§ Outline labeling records
———

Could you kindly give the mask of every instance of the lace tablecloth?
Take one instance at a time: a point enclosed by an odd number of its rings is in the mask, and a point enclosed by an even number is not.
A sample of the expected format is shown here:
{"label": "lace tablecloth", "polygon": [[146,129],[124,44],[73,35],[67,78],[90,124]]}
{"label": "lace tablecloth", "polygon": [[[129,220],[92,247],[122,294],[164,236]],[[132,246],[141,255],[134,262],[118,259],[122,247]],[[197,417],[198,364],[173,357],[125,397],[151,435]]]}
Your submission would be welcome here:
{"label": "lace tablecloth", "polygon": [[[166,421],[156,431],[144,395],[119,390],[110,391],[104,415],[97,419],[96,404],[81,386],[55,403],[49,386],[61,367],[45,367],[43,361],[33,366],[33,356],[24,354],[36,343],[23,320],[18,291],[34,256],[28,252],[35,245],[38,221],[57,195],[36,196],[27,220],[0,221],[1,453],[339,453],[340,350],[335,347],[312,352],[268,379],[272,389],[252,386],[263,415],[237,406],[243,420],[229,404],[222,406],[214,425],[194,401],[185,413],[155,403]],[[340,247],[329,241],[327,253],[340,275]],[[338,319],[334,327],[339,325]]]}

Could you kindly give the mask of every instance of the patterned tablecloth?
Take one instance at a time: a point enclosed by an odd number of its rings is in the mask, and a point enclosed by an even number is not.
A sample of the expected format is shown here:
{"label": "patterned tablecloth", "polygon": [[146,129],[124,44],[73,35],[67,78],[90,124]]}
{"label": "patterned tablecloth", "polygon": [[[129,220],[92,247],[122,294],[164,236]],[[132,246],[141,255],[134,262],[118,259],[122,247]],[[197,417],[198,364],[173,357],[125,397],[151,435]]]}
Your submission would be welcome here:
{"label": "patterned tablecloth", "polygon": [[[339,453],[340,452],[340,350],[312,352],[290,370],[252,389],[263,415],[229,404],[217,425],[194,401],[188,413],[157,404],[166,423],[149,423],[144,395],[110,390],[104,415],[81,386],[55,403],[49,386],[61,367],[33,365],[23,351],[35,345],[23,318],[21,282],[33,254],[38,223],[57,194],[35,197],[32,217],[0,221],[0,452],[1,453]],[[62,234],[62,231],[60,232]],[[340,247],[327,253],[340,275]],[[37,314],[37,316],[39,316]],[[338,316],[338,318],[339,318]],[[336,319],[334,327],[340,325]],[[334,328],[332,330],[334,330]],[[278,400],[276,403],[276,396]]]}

———

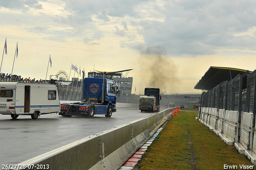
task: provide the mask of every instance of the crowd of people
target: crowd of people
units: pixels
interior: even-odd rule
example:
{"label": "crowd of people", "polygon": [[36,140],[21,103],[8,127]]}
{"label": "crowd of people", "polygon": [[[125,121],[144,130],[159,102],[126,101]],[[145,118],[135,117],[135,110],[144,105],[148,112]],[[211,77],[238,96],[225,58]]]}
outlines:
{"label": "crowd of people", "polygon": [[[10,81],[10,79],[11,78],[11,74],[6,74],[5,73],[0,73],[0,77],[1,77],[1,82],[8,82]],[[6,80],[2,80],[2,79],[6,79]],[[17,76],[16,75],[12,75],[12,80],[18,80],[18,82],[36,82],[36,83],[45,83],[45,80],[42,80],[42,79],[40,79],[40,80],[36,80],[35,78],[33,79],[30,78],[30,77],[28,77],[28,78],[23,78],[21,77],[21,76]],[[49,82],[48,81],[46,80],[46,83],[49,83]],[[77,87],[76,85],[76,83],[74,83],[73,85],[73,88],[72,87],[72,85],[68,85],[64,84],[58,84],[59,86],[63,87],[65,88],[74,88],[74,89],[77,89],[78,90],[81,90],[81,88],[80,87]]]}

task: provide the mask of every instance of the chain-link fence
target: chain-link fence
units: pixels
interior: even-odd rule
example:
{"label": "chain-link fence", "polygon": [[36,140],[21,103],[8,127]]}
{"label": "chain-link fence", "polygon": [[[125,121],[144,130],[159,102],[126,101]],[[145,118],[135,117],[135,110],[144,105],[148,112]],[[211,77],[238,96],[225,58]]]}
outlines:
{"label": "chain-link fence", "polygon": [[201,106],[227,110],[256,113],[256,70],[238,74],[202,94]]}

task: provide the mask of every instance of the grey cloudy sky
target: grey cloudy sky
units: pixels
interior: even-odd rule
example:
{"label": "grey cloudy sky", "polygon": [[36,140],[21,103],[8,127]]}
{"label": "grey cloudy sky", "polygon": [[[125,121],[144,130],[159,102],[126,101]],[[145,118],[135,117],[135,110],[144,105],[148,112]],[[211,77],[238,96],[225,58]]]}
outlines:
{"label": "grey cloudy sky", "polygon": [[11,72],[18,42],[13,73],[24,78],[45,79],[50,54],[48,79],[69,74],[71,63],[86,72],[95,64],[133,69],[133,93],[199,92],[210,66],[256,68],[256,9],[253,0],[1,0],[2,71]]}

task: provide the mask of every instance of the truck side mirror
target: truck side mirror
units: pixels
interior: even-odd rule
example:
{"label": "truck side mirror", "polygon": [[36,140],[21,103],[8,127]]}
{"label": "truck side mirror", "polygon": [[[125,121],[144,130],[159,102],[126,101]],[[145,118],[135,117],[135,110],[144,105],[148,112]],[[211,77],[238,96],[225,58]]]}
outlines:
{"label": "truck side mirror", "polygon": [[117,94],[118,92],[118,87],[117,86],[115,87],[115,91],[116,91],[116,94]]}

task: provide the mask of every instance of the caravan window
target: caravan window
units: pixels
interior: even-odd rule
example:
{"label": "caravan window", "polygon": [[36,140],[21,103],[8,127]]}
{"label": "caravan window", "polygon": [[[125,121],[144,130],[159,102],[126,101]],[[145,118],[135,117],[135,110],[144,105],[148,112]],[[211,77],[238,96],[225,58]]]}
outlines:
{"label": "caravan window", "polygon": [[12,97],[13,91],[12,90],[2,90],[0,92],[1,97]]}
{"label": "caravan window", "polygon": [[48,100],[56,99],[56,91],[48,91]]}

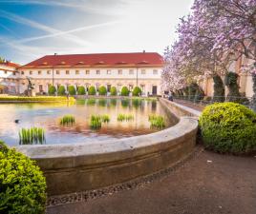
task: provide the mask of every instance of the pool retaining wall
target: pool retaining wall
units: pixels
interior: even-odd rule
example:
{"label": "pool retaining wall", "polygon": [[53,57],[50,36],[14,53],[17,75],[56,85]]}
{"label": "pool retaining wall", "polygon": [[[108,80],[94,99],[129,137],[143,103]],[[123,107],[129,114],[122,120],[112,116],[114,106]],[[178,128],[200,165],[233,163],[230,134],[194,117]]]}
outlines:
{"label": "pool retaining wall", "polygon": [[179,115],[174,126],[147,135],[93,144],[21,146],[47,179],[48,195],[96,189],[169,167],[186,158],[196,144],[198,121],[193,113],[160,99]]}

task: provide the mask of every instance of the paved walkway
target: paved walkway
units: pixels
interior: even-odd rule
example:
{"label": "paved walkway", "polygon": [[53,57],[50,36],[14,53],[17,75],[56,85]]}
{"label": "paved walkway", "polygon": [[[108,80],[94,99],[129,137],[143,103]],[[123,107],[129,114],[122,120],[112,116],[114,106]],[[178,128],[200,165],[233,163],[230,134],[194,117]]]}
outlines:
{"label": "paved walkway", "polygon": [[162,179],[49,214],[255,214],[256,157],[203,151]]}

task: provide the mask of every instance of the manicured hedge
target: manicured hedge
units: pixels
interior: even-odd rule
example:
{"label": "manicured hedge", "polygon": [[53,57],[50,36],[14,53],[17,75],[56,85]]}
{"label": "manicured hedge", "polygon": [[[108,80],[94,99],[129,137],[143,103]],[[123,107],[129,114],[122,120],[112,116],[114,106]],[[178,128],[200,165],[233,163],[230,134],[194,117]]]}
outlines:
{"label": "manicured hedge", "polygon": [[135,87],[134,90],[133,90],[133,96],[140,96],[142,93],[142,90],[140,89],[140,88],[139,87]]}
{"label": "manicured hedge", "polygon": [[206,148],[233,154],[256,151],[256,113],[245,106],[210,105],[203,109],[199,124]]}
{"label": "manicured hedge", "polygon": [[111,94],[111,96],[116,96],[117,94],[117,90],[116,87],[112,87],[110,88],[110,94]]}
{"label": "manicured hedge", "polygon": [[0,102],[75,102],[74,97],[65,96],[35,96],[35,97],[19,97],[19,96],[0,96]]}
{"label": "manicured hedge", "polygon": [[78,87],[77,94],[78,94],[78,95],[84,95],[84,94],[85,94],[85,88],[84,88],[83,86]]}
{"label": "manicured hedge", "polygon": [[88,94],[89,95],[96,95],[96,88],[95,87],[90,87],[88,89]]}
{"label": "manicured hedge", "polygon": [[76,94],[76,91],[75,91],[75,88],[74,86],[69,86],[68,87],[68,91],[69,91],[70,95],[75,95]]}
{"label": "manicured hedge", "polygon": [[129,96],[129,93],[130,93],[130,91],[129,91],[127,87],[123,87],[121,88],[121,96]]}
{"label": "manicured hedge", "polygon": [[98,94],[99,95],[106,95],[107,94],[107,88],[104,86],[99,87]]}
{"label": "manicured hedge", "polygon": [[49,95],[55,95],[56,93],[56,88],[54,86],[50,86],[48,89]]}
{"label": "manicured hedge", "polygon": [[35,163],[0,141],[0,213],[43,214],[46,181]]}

———

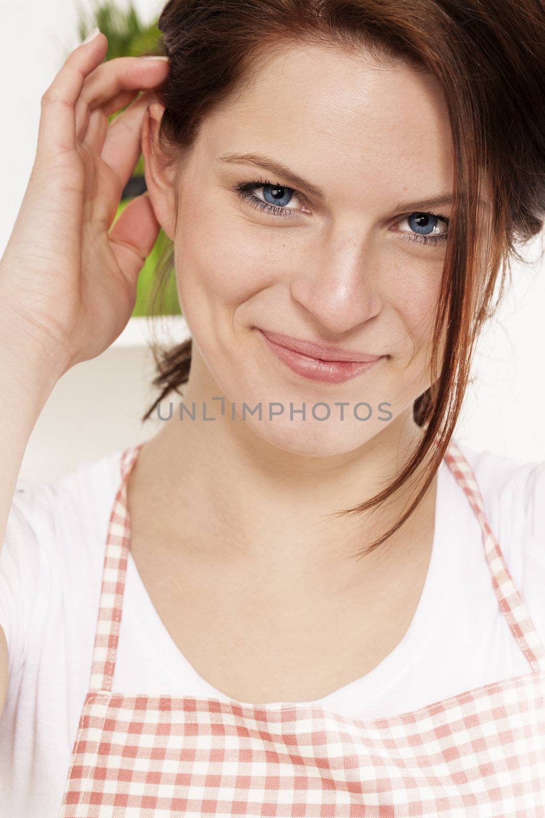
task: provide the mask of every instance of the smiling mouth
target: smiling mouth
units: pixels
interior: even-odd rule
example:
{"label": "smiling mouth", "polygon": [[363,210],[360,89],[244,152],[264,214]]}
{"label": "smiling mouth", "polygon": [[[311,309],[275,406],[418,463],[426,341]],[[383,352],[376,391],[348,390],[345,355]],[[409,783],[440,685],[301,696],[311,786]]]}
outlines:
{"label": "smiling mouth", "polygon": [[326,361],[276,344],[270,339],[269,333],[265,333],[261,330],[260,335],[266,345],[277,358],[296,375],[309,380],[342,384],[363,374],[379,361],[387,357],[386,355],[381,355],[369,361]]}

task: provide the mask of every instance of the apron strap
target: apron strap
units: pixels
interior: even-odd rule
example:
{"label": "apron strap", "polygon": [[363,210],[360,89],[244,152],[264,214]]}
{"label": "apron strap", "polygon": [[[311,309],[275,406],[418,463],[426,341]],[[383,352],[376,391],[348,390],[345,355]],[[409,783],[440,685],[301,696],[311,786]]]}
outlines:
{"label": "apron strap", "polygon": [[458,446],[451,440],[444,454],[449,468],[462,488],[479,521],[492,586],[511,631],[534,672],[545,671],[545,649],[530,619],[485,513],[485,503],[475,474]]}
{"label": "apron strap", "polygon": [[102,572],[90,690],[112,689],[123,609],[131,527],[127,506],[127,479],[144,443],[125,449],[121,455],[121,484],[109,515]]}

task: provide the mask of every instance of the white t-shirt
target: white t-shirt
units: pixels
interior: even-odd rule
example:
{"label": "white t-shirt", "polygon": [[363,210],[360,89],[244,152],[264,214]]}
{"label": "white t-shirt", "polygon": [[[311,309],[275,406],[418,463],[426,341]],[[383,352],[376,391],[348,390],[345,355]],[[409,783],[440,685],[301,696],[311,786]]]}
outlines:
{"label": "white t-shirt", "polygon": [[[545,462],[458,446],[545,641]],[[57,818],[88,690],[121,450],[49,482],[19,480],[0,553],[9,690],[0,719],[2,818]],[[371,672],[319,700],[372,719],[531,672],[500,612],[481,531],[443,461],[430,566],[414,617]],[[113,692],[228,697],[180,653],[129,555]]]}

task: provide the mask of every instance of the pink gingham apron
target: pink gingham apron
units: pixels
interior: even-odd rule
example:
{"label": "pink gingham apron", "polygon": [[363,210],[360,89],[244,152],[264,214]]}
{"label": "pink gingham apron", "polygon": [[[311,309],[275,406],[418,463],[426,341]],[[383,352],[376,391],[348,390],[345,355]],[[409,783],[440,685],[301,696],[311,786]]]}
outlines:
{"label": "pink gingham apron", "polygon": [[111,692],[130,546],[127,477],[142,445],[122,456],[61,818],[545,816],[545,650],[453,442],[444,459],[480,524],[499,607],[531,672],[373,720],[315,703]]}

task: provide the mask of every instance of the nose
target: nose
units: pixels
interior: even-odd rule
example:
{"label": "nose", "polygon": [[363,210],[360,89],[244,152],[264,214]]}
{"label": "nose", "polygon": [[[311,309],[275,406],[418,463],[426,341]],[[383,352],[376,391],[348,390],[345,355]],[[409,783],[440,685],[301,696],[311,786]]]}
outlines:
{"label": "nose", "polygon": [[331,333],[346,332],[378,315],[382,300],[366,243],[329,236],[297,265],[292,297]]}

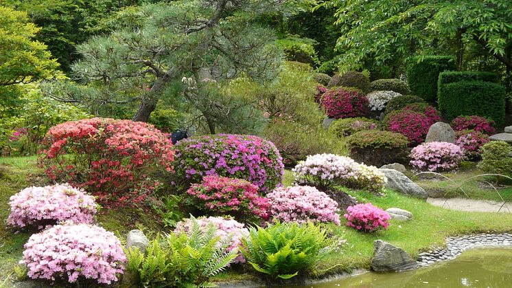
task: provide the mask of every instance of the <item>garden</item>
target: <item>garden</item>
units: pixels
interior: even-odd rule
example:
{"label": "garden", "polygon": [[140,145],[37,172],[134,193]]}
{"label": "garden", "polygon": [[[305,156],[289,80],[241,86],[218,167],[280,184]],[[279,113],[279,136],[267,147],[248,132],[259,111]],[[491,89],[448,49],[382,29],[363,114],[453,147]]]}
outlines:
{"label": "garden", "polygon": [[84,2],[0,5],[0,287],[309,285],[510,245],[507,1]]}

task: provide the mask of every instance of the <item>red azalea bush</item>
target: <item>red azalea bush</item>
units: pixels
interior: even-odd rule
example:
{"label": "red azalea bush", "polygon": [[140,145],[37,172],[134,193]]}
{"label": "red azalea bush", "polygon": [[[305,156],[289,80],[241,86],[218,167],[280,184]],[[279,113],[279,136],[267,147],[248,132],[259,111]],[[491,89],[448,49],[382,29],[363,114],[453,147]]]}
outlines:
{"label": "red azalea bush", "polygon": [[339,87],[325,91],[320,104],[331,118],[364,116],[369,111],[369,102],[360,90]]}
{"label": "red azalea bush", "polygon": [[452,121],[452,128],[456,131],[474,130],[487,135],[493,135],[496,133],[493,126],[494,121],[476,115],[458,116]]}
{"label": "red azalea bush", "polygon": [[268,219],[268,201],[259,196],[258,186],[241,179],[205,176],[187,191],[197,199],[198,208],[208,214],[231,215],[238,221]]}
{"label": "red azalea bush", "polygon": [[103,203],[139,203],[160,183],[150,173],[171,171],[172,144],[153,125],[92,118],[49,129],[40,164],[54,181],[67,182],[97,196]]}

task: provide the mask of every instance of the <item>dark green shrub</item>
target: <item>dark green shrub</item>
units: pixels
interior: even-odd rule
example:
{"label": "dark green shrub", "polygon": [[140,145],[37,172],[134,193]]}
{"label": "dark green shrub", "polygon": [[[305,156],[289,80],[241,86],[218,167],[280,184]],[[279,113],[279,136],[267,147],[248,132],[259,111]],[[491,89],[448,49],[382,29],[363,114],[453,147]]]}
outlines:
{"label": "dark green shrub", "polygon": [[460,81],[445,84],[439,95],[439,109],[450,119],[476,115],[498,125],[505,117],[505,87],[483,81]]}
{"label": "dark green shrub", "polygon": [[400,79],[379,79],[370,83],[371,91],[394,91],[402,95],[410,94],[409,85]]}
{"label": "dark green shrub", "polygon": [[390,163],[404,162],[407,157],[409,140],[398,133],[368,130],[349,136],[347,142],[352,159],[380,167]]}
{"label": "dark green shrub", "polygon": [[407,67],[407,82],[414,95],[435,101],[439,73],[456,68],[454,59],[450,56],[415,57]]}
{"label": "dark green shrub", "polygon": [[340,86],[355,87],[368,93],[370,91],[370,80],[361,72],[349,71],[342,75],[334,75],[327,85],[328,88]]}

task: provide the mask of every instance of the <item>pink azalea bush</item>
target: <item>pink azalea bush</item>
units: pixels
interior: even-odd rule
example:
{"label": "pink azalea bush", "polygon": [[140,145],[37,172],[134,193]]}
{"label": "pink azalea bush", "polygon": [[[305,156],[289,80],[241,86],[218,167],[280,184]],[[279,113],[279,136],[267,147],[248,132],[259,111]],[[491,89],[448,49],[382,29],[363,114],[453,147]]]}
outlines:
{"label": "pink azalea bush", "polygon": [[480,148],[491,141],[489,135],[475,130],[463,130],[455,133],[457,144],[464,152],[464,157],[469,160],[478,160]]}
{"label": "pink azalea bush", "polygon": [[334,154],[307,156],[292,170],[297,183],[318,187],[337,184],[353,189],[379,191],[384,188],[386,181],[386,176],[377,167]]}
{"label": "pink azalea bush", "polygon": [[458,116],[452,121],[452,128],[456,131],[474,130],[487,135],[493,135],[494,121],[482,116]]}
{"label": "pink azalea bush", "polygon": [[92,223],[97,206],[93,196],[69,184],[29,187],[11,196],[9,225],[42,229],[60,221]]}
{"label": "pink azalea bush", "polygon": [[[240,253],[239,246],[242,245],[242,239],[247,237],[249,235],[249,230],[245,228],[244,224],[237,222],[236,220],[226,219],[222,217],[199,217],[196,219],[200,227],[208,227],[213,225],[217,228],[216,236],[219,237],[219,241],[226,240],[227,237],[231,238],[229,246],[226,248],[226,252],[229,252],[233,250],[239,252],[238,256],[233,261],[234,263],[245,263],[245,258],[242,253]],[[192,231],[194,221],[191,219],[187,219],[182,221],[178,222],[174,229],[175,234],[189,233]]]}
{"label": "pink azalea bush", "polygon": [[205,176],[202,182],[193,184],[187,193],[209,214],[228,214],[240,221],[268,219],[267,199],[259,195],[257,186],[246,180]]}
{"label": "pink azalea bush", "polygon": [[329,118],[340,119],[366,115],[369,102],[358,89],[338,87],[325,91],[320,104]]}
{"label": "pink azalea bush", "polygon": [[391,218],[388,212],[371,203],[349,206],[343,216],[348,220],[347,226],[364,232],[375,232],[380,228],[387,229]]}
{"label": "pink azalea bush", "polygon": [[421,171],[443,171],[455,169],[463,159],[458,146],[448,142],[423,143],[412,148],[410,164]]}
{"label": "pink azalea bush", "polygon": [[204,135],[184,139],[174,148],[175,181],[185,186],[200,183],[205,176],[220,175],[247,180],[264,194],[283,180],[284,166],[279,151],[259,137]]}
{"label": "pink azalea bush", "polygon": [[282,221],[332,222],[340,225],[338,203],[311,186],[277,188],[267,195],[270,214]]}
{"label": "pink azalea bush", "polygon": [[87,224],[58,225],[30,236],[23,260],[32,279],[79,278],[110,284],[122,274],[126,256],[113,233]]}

———

§ Exercise prompt
From the data above, keep only the lines that contain the word "kindly" and copy each of them in full.

§ Exercise solution
Could you kindly give the mask of every instance of the lace tablecloth?
Could you kindly give the mask of every instance of the patterned tablecloth?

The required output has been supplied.